## TRECHO DO TEXTO
= = = = = = =

A sustentável relevância das térmicas

Confira a íntegra de artigo assinado por Xisto Vieira, presidente da Abraget, publicado em O Globo, em 01 de março de 2022.

A sustentável relevância das térmicas

A defesa epifânica do papel das fontes renováveis na matriz elétrica nacional em geral vem acompanhada de ataques às fontes termelétricas. É o que se vê em recente artigo publicado no GLOBO (“Energia suja e atrasada”), em 24 de fevereiro, que entrega logo no título o mais profundo desconhecimento sobre a realidade das operações térmicas e o seu papel na organização do setor elétrico.

Mais importante do que rebater ponto a ponto os itens equivocados no referido artigo, cumpre-se trazer as informações que demonstrem à sociedade a relevância das térmicas para o sistema elétrico e os atributos dessas fontes para garantir o essencial: a segurança do abastecimento de energia nas casas dos brasileiros. Por décadas, a energia termelétrica vem sendo a base de segurança do sistema elétrico no mundo, a ponto de ser elemento crucial no debate geopolítico com a atual ofensiva da Rússia na Ucrânia.

E há uma razão: elas garantem a sustentação da estabilidade do fornecimento da energia injetada nos sistemas que abastecem os consumidores. Isso significa que nenhum sistema elétrico no mundo, atualmente, pode renunciar ao funcionamento de fontes firmes como as térmicas para evitar interrupções no abastecimento. No Brasil, um país gigante e, portanto, com amplo potencial para exploração das fontes renováveis, esse atributo tem um peso ainda mais relevante.

As térmicas funcionam como backup à intermitência das fontes eólica e fotovoltaica quando não venta e nem faz sol. E, pelo mesmo princípio, também são capazes de proteger os reservatórios de água das hidrelétricas nos períodos úmidos — que anualmente se encerram com as “águas de março fechando o verão” — e, principalmente, nos períodos secos, de abril a outubro, quando o preço do combustível chega a ser mais barato que o da própria água, em razão da sua escassez.

O que pouca gente sabe é que, assim como toda a sociedade tem sua agenda de transição rumo à geração de baixo carbono, as térmicas também seguem na mesma direção, evoluindo ano após ano na consolidação de operações eficientes e sustentáveis. Isso porque tais operações nunca participaram do “Fla-Flu” que alguns criaram e permanecem alimentando, como se existisse um jogo das renováveis versus as termelétricas. Essa guerra não existe, pois a matriz do futuro será a composição harmônica das renováveis com as termelétricas em prol da confiabilidade do sistema elétrico.

= = = = = = =

## INSTRUÇÃO ESCRITA A
Como você resumiria o artigo sobre as térmicas em duas frases?

Entradas de dados extraídos

= = = = = = =

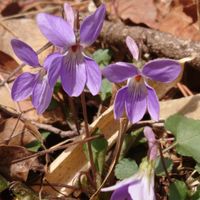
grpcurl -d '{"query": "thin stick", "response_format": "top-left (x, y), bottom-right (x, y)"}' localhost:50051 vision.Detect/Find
top-left (31, 121), bottom-right (79, 138)
top-left (7, 114), bottom-right (21, 144)
top-left (0, 6), bottom-right (60, 21)
top-left (90, 119), bottom-right (128, 200)
top-left (182, 84), bottom-right (194, 96)
top-left (81, 92), bottom-right (96, 182)
top-left (11, 135), bottom-right (102, 164)
top-left (177, 83), bottom-right (188, 97)
top-left (196, 0), bottom-right (200, 31)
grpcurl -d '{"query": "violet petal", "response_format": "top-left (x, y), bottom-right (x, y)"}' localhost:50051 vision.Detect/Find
top-left (84, 56), bottom-right (101, 95)
top-left (80, 4), bottom-right (106, 46)
top-left (110, 185), bottom-right (131, 200)
top-left (144, 126), bottom-right (158, 160)
top-left (44, 53), bottom-right (64, 87)
top-left (11, 39), bottom-right (40, 67)
top-left (61, 53), bottom-right (86, 96)
top-left (102, 62), bottom-right (139, 83)
top-left (114, 86), bottom-right (128, 119)
top-left (64, 3), bottom-right (75, 29)
top-left (142, 59), bottom-right (181, 83)
top-left (125, 80), bottom-right (147, 123)
top-left (32, 76), bottom-right (53, 114)
top-left (126, 36), bottom-right (139, 60)
top-left (37, 13), bottom-right (76, 48)
top-left (11, 72), bottom-right (37, 101)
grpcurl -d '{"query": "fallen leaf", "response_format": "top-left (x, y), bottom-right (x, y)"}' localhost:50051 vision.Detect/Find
top-left (0, 118), bottom-right (36, 146)
top-left (0, 145), bottom-right (41, 181)
top-left (160, 94), bottom-right (200, 119)
top-left (110, 0), bottom-right (157, 27)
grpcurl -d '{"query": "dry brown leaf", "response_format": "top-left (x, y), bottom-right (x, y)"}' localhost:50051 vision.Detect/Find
top-left (0, 145), bottom-right (41, 181)
top-left (160, 94), bottom-right (200, 119)
top-left (110, 0), bottom-right (157, 26)
top-left (41, 106), bottom-right (119, 194)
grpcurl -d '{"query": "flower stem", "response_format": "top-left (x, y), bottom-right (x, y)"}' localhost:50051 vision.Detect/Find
top-left (81, 92), bottom-right (96, 183)
top-left (90, 119), bottom-right (128, 200)
top-left (158, 143), bottom-right (171, 183)
top-left (69, 96), bottom-right (80, 135)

= = = = = = =

## INSTRUÇÃO ESCRITA B
Disponha em lista numerada as linhas da listagem que vão do início dela até a linha que contém "top-left (196, 0), bottom-right (200, 31)", ambas incluídas. Omita as linhas em branco e deixe as imagens de fora da resposta.

## RESPOSTA FINAL A
As térmicas garantem a estabilidade do fornecimento e a segurança do abastecimento de energia, servindo de backup à intermitência das fontes eólica e fotovoltaica e protegendo os reservatórios das hidrelétricas. Elas também seguem rumo à geração de baixo carbono, e a matriz do futuro será a composição harmônica das renováveis com as termelétricas.

## RESPOSTA FINAL B
1. grpcurl -d '{"query": "thin stick", "response_format": "top-left (x, y), bottom-right (x, y)"}' localhost:50051 vision.Detect/Find
2. top-left (31, 121), bottom-right (79, 138)
3. top-left (7, 114), bottom-right (21, 144)
4. top-left (0, 6), bottom-right (60, 21)
5. top-left (90, 119), bottom-right (128, 200)
6. top-left (182, 84), bottom-right (194, 96)
7. top-left (81, 92), bottom-right (96, 182)
8. top-left (11, 135), bottom-right (102, 164)
9. top-left (177, 83), bottom-right (188, 97)
10. top-left (196, 0), bottom-right (200, 31)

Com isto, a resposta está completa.